## TASK
Skip the images. Copy the records exactly as written.

## TASK INPUTS

+ + + + +

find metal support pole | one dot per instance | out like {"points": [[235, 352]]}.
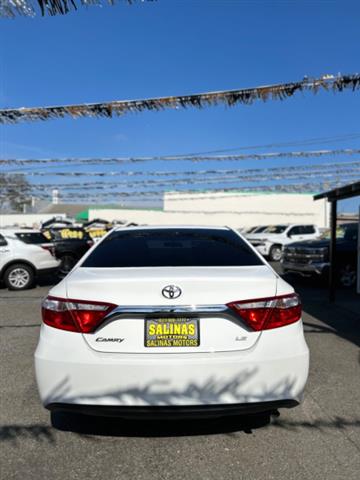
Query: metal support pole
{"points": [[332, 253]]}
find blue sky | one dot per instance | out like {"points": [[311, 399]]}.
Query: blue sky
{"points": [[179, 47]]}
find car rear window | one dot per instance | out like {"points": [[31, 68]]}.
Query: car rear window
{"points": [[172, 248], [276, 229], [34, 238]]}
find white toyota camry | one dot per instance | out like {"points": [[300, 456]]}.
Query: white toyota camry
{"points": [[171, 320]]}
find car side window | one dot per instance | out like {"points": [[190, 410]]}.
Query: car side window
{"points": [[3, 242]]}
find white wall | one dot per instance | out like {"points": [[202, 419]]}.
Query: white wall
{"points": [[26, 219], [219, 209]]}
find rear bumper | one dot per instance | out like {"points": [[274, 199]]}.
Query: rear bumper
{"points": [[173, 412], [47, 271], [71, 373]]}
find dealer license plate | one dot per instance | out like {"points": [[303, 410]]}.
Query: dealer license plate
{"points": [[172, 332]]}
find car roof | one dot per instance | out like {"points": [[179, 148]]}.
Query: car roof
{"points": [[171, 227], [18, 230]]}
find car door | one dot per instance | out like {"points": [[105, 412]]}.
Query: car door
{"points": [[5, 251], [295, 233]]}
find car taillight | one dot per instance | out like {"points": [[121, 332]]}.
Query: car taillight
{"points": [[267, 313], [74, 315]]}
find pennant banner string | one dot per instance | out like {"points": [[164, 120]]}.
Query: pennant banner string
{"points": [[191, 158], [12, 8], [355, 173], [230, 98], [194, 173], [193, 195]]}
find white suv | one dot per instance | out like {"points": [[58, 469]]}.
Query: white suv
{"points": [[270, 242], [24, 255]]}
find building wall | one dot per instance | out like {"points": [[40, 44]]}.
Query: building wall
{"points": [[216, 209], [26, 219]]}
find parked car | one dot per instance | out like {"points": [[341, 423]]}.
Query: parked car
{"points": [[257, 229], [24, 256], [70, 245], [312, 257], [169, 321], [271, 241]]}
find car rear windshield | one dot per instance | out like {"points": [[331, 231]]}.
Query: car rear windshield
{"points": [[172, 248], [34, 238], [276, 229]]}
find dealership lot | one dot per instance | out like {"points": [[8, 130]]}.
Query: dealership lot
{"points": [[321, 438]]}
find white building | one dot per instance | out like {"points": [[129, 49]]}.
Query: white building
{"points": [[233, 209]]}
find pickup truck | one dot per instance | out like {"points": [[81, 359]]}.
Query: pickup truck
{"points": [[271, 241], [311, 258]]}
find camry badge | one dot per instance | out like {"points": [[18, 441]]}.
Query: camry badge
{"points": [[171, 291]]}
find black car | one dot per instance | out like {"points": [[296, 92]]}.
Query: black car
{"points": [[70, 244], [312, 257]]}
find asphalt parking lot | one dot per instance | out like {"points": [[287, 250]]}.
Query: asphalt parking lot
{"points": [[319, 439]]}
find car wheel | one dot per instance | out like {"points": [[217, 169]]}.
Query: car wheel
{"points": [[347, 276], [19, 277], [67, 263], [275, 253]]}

+ + + + +

## TASK SOLUTION
find metal support pole | one dot per instance | out like {"points": [[235, 352]]}.
Query: metal support pole
{"points": [[332, 253]]}
find blue sky | one dot per instance | out like {"points": [[311, 399]]}.
Query: blue sky
{"points": [[179, 47]]}
find car rear window | one dot per instance | out like {"points": [[31, 68]]}.
Query: car rear window
{"points": [[172, 248], [276, 229], [34, 238]]}
find white toyota camry | one dot per instance | out like {"points": [[300, 456]]}.
Query: white toyota camry
{"points": [[171, 320]]}
find car side window | one dot per instance | out like {"points": [[190, 410]]}.
Query: car side window
{"points": [[3, 242]]}
find white wall | one dot per instance | out like {"points": [[202, 419]]}.
Query: white wall
{"points": [[26, 219], [219, 209]]}
find rear bumper | one dot per instance | out like {"points": [[274, 199]]}.
Query: rear bumper
{"points": [[173, 412], [47, 271], [71, 373]]}
find dealer license plate | one dot per instance | out like {"points": [[303, 410]]}.
Query: dealer license plate
{"points": [[172, 332]]}
find car roof | one dot per instance | out like {"points": [[179, 148]]}.
Query: car roof
{"points": [[171, 227], [18, 230]]}
find car door | one dot per instance | out like {"points": [[105, 412]]}.
Query: car door
{"points": [[5, 251], [295, 233]]}
find car taillight | one dot per instance | out like {"points": [[121, 332]]}.
Query: car taillight
{"points": [[267, 313], [74, 315]]}
find pennant banner string | one dot per instance | out like {"points": [[164, 120]]}.
Query: pennant banner string
{"points": [[191, 158], [12, 8], [355, 173], [230, 98], [194, 173], [193, 195]]}
find white suv | one dot per instance | out like {"points": [[58, 469]]}.
Query: white suv
{"points": [[270, 242], [24, 255]]}
find building wall | one dot per instance | out like {"points": [[40, 44]]}.
Query: building wall
{"points": [[216, 209], [26, 219]]}
find parked car | one dot per instance | out like {"points": [[341, 423]]}.
Query: parked car
{"points": [[257, 229], [24, 256], [70, 245], [312, 257], [169, 321], [271, 241]]}
find car rear windshield | one dot per instance | out like {"points": [[331, 231]]}.
Query: car rear windshield
{"points": [[172, 248], [34, 238], [276, 229]]}
find dealership lot | one dot per instance | out like {"points": [[8, 130]]}.
Query: dealership lot
{"points": [[321, 438]]}
find white building | one dot per instance | out like {"points": [[129, 49]]}.
Query: white building
{"points": [[233, 209]]}
find pickup truck | one dot per instance | out like {"points": [[81, 359]]}.
Query: pickup truck
{"points": [[271, 241], [311, 258]]}
find camry badge | one dot per instance | out like {"points": [[18, 441]]}.
Query: camry badge
{"points": [[171, 291]]}
find black car | one dot per instance | out like {"points": [[296, 92]]}.
Query: black car
{"points": [[70, 244], [312, 257]]}
find asphalt parking lot | one dot per instance | out like {"points": [[287, 250]]}.
Query: asphalt parking lot
{"points": [[319, 439]]}
find car wheel | one dot per instance | out like {"points": [[217, 169]]}.
Query: car wheel
{"points": [[347, 276], [19, 277], [67, 263], [275, 253]]}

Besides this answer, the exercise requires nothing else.